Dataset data
* Begin *

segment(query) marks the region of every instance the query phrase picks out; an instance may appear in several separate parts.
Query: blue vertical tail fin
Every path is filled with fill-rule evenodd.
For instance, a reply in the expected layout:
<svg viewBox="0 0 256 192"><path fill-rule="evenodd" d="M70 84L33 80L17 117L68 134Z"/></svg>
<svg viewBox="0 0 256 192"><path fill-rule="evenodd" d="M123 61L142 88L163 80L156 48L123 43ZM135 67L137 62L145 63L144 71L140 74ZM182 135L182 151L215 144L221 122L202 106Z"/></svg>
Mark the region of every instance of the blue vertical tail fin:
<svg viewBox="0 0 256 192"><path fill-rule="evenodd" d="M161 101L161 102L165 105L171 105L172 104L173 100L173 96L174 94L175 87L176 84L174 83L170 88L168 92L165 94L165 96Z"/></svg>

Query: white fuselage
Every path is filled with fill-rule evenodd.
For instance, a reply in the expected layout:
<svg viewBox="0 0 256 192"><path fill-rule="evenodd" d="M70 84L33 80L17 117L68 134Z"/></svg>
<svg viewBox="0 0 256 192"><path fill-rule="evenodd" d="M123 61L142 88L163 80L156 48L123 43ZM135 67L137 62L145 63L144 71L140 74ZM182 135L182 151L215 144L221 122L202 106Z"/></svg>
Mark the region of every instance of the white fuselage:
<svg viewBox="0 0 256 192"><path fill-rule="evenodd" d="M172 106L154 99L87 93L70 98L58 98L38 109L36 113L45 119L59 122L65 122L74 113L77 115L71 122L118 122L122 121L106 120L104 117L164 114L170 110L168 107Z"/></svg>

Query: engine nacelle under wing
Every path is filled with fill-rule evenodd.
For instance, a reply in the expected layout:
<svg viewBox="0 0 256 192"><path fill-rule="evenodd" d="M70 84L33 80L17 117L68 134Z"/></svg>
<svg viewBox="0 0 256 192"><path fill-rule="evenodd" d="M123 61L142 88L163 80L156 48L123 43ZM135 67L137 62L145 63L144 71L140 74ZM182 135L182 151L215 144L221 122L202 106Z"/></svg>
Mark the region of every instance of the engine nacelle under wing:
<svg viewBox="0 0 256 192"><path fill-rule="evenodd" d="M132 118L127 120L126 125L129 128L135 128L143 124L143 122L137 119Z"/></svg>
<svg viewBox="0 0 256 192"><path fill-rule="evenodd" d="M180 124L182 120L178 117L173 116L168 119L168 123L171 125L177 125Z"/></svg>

* End *

OBJECTIVE: Repeat every line of the data above, word for word and without any change.

THE RESULT:
segment(query) marks the region of every instance the query phrase picks out; an instance may appear in several separate parts.
Query: blue vertical tail fin
Every path is filled with fill-rule evenodd.
For instance, a reply in the expected layout:
<svg viewBox="0 0 256 192"><path fill-rule="evenodd" d="M70 84L33 80L17 117L68 134Z"/></svg>
<svg viewBox="0 0 256 192"><path fill-rule="evenodd" d="M123 61L142 88L163 80L156 48L123 43ZM135 67L137 62L145 63L144 71L140 74ZM182 135L182 151L215 144L221 122L202 106Z"/></svg>
Mark the region of every instance of the blue vertical tail fin:
<svg viewBox="0 0 256 192"><path fill-rule="evenodd" d="M161 101L161 102L165 105L171 105L172 104L173 100L173 96L174 94L175 87L176 84L174 83L170 88L168 92L165 94L165 96Z"/></svg>

Query: white fuselage
Every path is filled with fill-rule evenodd.
For instance, a reply in the expected layout:
<svg viewBox="0 0 256 192"><path fill-rule="evenodd" d="M70 84L33 80L17 117L68 134Z"/></svg>
<svg viewBox="0 0 256 192"><path fill-rule="evenodd" d="M123 61L142 88L163 80L156 48L123 43ZM135 67L137 62L145 63L144 71L140 74ZM182 135L182 151L215 144L221 122L202 106Z"/></svg>
Mark the region of every instance of the white fuselage:
<svg viewBox="0 0 256 192"><path fill-rule="evenodd" d="M172 106L154 99L87 93L70 98L58 98L38 109L36 113L45 119L59 122L65 122L74 113L77 115L71 122L118 122L122 121L106 120L104 117L164 114L170 110L168 107Z"/></svg>

Query: engine nacelle under wing
Every path is filled with fill-rule evenodd.
For instance, a reply in the expected layout:
<svg viewBox="0 0 256 192"><path fill-rule="evenodd" d="M70 84L33 80L17 117L68 134Z"/></svg>
<svg viewBox="0 0 256 192"><path fill-rule="evenodd" d="M123 61L142 88L163 80L156 48L123 43ZM135 67L137 62L145 63L144 71L140 74ZM182 135L182 151L215 144L221 122L202 106Z"/></svg>
Mark the region of every instance of the engine nacelle under wing:
<svg viewBox="0 0 256 192"><path fill-rule="evenodd" d="M132 118L127 120L126 125L129 128L135 128L143 124L143 122L137 119Z"/></svg>
<svg viewBox="0 0 256 192"><path fill-rule="evenodd" d="M180 124L182 120L178 117L173 116L168 119L168 123L171 125L177 125Z"/></svg>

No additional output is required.